**YOUR INSTRUCTIONS:**
Your task is to quote the material that follows, in full and exactly.

**DATA ROWS:**
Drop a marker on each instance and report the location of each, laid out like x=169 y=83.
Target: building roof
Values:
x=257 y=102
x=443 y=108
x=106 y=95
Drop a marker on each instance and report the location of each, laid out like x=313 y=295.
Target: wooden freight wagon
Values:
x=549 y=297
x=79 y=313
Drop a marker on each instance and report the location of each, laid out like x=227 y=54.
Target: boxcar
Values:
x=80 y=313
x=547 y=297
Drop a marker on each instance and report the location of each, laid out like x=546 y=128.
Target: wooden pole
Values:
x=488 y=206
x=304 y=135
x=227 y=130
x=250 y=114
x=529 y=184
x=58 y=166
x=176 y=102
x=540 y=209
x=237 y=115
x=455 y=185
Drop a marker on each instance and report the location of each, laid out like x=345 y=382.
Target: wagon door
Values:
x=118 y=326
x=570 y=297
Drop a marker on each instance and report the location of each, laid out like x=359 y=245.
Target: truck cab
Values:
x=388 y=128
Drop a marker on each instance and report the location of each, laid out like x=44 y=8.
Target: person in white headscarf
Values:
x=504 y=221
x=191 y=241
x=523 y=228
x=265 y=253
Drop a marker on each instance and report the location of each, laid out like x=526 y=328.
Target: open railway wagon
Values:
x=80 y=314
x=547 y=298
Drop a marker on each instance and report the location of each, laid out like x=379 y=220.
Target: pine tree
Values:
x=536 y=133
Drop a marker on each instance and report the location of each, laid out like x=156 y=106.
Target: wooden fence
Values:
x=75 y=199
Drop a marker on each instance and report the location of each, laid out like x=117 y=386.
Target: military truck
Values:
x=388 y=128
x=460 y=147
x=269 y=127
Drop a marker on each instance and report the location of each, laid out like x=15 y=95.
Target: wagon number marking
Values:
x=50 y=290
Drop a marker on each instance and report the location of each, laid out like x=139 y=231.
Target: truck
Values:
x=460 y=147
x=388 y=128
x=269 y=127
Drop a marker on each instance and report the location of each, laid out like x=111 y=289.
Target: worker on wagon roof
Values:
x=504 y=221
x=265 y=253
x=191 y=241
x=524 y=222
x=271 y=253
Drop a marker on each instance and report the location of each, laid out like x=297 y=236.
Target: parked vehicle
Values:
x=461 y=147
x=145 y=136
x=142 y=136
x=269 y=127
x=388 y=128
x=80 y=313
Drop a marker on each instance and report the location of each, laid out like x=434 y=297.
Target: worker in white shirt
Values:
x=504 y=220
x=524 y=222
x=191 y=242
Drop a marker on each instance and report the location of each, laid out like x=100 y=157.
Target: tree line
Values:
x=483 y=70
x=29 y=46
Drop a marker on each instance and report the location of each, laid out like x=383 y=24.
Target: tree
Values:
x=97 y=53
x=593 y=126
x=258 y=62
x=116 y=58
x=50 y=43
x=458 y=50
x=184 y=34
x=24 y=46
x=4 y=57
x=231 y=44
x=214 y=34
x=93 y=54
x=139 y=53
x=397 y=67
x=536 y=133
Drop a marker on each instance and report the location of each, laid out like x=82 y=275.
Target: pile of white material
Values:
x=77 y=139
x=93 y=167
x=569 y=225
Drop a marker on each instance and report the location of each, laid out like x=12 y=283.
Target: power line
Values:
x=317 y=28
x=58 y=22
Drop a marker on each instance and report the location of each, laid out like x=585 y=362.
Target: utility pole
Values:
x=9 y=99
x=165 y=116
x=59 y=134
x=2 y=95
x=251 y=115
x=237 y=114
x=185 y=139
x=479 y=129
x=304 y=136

**EXERCISE ANSWER:**
Drop a marker on each instance and report the location of each, laid out like x=169 y=83.
Target: building roof
Values:
x=257 y=102
x=443 y=108
x=106 y=95
Drop a marker on each instance and report the location of each, laid out like x=313 y=295.
Target: wooden freight wagon
Values:
x=549 y=297
x=79 y=313
Drop a marker on each instance and report the location of each, laid out like x=227 y=54.
Target: boxcar
Values:
x=80 y=313
x=547 y=297
Drop a marker on each instance and report the location of each, laid out like x=546 y=128.
Target: wooden pole
Values:
x=488 y=206
x=304 y=135
x=227 y=130
x=250 y=114
x=529 y=184
x=58 y=166
x=176 y=102
x=540 y=209
x=237 y=115
x=455 y=185
Drop a marker on each instance and report the location of each, laid out like x=345 y=382.
Target: wagon door
Values:
x=118 y=326
x=570 y=297
Drop a marker on each instance and report the location of each, laid out like x=359 y=245.
Target: truck cab
Values:
x=388 y=128
Drop a marker on each instance and report the location of each, laid out like x=44 y=8.
Target: person in white headscarf
Values:
x=504 y=221
x=191 y=241
x=523 y=228
x=265 y=253
Drop a marker on each instance and report the location of each, laid out like x=526 y=328.
Target: open railway wagon
Values:
x=80 y=314
x=547 y=298
Drop a marker on each instance and report the location of each, laid out like x=379 y=220.
Target: pine tree
Values:
x=536 y=133
Drop a marker on each instance and report the location of each, laid out like x=156 y=106.
Target: wooden fence
Values:
x=75 y=199
Drop a marker on each instance and report the location of each, laid out like x=117 y=386.
Target: military truck
Values:
x=388 y=128
x=460 y=147
x=269 y=127
Drop a marker on each instance and report the location of each, laid out like x=15 y=95.
Target: wagon number marking
Values:
x=50 y=290
Drop a marker on each instance and report the location of each, laid out like x=139 y=231.
Target: truck
Values:
x=460 y=147
x=388 y=128
x=269 y=127
Drop a marker on each instance and report the location of each, laid out like x=111 y=289.
Target: worker on wagon roof
Values:
x=504 y=221
x=265 y=253
x=191 y=241
x=524 y=222
x=271 y=253
Drop a marker on each instance and report the location of each, laid out like x=297 y=236.
Target: parked vehicle
Values:
x=461 y=147
x=145 y=136
x=142 y=136
x=269 y=127
x=388 y=128
x=80 y=313
Drop a marker on each instance and report the location of each, laid out like x=434 y=297.
Target: worker in white shirt
Values:
x=504 y=220
x=524 y=222
x=191 y=242
Drop a marker on each instance and report the location of each, laid out like x=100 y=157.
Target: tree line
Values:
x=483 y=70
x=29 y=46
Drop a marker on each instance and report the location of each, laid out like x=383 y=24.
Target: tree
Values:
x=97 y=53
x=593 y=126
x=258 y=62
x=116 y=58
x=50 y=43
x=458 y=50
x=184 y=34
x=24 y=46
x=4 y=57
x=231 y=44
x=214 y=34
x=93 y=54
x=139 y=53
x=397 y=67
x=536 y=133
Drop a marker on each instance and report the location of each, laid out like x=82 y=275.
Target: pile of white material
Values:
x=77 y=139
x=93 y=167
x=569 y=225
Drop a marker on each instance and report the location of each, laid out like x=12 y=283.
Target: power line
Values:
x=317 y=28
x=58 y=22
Drop a marker on each instance and report the location of each, laid out like x=585 y=362.
Target: utility pole
Values:
x=9 y=99
x=165 y=116
x=59 y=134
x=2 y=95
x=251 y=115
x=237 y=114
x=185 y=139
x=479 y=129
x=304 y=136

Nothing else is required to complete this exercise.